* Work to complete *
Copy out again, word for word, the rows below that begin at the row containing "In the photo above, where can the white gas" and stop after the row containing "In the photo above, where can the beige". Include both of those rows.

* Material for this task *
------

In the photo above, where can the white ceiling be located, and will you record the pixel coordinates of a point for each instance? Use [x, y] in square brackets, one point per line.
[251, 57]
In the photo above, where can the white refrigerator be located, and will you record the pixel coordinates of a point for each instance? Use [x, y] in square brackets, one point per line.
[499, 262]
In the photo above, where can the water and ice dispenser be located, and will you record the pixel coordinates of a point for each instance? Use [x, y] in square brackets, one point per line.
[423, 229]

------

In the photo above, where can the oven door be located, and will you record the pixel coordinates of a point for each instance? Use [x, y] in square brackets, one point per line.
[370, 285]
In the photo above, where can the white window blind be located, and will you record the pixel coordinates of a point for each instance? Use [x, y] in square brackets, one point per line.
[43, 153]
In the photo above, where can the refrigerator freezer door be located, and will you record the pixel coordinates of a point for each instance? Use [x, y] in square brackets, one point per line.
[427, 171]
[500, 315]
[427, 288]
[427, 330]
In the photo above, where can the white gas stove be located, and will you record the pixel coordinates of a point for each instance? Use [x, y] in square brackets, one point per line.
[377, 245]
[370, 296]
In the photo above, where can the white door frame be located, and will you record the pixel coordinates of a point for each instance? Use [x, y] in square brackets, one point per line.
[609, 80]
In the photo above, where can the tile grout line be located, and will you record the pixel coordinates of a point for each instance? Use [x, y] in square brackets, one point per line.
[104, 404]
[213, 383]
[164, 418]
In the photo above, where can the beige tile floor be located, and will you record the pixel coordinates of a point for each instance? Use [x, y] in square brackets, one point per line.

------

* Finished answer *
In the photo above, where can the white gas stove be located, and will you record the pixel coordinates of a point for each instance? Use [x, y] in square brackets, one point per line.
[377, 245]
[370, 296]
In the photo above, where can the white door frame be located, and will you record the pixel coordinates of a point for each instance? Use [x, y] in square brackets, one point per line.
[609, 80]
In the photo above, where can the tile grout line be located, and will you record the pixel coordinates of a point for each instance? Use [x, y] in square brackets, one point per line.
[104, 404]
[213, 383]
[164, 418]
In the photo above, where can the beige tile floor be located, and will you record the pixel coordinates of a point for each instance? Use [x, y] in square brackets, one point per line.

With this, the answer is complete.